**What is asked**: Reproduce each of the entries below word for word, from the first to the last.

**Supplied material**:
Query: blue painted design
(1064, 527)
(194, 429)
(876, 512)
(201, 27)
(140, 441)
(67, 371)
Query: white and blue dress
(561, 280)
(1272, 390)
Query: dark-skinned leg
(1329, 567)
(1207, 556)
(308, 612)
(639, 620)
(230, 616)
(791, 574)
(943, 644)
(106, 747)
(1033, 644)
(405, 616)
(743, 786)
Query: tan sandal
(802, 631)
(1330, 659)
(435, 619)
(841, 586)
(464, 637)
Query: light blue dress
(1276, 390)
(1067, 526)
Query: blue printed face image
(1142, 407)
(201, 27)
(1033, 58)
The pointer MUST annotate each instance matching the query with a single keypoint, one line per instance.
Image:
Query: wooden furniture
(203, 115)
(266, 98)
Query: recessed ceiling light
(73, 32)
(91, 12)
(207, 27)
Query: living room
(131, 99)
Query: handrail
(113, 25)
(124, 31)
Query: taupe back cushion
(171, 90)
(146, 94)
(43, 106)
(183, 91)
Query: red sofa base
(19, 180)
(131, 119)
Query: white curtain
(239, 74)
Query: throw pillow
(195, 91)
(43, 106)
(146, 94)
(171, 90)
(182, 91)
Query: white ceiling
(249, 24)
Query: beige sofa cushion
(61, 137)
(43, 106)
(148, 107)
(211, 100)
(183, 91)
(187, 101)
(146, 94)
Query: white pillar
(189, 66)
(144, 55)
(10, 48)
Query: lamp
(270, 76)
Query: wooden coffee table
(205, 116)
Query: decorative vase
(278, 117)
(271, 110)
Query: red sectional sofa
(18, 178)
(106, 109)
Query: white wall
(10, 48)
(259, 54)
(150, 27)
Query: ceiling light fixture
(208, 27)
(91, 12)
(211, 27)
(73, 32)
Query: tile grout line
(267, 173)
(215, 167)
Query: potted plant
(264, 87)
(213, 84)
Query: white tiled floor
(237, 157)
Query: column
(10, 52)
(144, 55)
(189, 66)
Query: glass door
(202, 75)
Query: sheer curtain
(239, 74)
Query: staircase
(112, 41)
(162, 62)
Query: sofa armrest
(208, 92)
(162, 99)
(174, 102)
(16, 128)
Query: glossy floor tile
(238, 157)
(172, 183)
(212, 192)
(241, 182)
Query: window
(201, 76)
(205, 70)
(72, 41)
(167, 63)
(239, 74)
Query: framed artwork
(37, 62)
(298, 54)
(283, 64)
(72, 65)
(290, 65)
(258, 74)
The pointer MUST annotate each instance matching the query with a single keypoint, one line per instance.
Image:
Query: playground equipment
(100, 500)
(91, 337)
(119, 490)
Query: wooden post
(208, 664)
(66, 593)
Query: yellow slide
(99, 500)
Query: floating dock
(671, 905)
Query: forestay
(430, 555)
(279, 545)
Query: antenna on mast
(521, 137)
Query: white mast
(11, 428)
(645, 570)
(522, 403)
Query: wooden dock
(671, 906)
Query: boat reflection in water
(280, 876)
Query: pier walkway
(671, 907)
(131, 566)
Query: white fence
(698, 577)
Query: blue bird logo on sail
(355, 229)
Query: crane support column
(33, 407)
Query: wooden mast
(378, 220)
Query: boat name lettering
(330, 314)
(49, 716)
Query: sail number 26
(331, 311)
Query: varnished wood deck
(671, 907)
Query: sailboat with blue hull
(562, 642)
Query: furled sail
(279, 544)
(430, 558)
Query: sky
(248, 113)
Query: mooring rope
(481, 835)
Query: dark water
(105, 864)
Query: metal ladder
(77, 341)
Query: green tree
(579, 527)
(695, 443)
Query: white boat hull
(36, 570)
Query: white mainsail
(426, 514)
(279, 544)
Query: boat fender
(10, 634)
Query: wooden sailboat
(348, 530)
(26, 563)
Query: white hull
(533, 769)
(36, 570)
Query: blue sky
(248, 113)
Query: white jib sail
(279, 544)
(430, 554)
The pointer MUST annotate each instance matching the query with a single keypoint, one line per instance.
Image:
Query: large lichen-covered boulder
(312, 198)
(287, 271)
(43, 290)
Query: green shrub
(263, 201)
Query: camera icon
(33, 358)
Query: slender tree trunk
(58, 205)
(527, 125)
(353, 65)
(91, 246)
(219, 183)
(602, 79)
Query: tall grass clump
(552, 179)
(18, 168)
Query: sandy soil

**Answer below**:
Query: blue painted design
(1064, 527)
(194, 429)
(876, 512)
(201, 27)
(140, 441)
(67, 371)
Query: white and blue dress
(561, 280)
(1272, 390)
Query: dark-skinned leg
(1329, 567)
(1207, 556)
(308, 612)
(639, 620)
(230, 616)
(791, 574)
(943, 644)
(106, 747)
(1033, 644)
(405, 616)
(743, 786)
Query: tan sandal
(802, 631)
(1330, 659)
(435, 619)
(841, 586)
(464, 637)
Query: light blue dress
(1276, 390)
(1067, 526)
Query: blue printed face image
(1142, 407)
(201, 27)
(1033, 58)
The pointer MUST annotate each instance matching the query with a single keypoint, one line per instance.
Image:
Query: wooden furniture
(203, 115)
(266, 98)
Query: recessed ceiling light
(73, 32)
(91, 12)
(207, 27)
Query: living room
(131, 99)
Query: handrail
(113, 25)
(124, 31)
Query: taupe back cushion
(171, 90)
(146, 94)
(43, 106)
(183, 91)
Query: red sofa base
(19, 180)
(131, 119)
Query: white curtain
(239, 74)
Query: throw pillow
(195, 91)
(43, 106)
(146, 94)
(171, 90)
(182, 91)
Query: white ceiling
(249, 24)
Query: beige sofa cushion
(61, 137)
(43, 106)
(148, 107)
(211, 100)
(183, 91)
(187, 101)
(146, 94)
Query: white pillar
(189, 66)
(144, 55)
(10, 48)
Query: lamp
(270, 76)
Query: wooden coffee table
(205, 116)
Query: decorative vase
(278, 117)
(271, 110)
Query: red sectional sofa
(18, 178)
(106, 109)
Query: white wall
(10, 48)
(259, 54)
(150, 27)
Query: ceiling light fixture
(208, 27)
(91, 12)
(211, 27)
(73, 32)
Query: tile grout line
(267, 173)
(215, 167)
Query: potted plant
(264, 87)
(213, 84)
Query: white tiled floor
(237, 157)
Query: column
(10, 52)
(144, 55)
(189, 66)
Query: glass door
(202, 75)
Query: sheer curtain
(239, 74)
Query: staircase
(112, 41)
(162, 62)
Query: sofa armrest
(208, 92)
(162, 99)
(174, 102)
(16, 128)
Query: glossy floor tile
(238, 157)
(172, 183)
(212, 192)
(241, 182)
Query: window
(201, 76)
(205, 70)
(72, 41)
(167, 63)
(239, 74)
Query: framed artwork
(37, 62)
(298, 54)
(283, 64)
(72, 65)
(290, 65)
(258, 74)
The pointer MUST annotate each instance matching the query with a single keypoint, one line per instance.
Image:
Query: playground equipment
(100, 500)
(91, 337)
(119, 490)
Query: wooden post
(208, 664)
(66, 593)
Query: yellow slide
(99, 500)
Query: floating dock
(671, 905)
Query: forestay
(430, 555)
(279, 545)
Query: antenna on mast
(521, 137)
Query: white mast
(11, 428)
(645, 570)
(522, 403)
Query: wooden dock
(671, 906)
Query: boat reflection in water
(280, 876)
Query: pier walkway
(671, 907)
(131, 566)
Query: white fence
(698, 577)
Query: blue bird logo on sail
(355, 229)
Query: crane support column
(33, 407)
Query: wooden mast
(378, 220)
Query: boat name lettering
(330, 314)
(49, 716)
Query: sail number 26
(331, 311)
Query: varnished wood deck
(671, 907)
Query: sailboat with blue hull
(562, 642)
Query: furled sail
(279, 544)
(430, 558)
Query: sky
(248, 113)
Query: mooring rope
(481, 835)
Query: dark water
(105, 864)
Query: metal ladder
(77, 341)
Query: green tree
(579, 527)
(695, 443)
Query: white boat hull
(36, 570)
Query: white mainsail
(426, 514)
(279, 544)
Query: boat fender
(10, 634)
Query: wooden sailboat
(348, 530)
(26, 563)
Query: white hull
(533, 769)
(36, 570)
Query: blue sky
(248, 113)
Query: white jib sail
(279, 544)
(430, 554)
The pointer MUST annotate each instance matching the query with a single keypoint, one line per instance.
Image:
Query: large lichen-covered boulder
(312, 198)
(287, 271)
(43, 290)
Query: green shrub
(263, 201)
Query: camera icon
(33, 358)
Query: slender tree trunk
(58, 205)
(527, 125)
(353, 65)
(91, 246)
(219, 183)
(602, 79)
Query: tall grass clump
(552, 179)
(18, 168)
Query: sandy soil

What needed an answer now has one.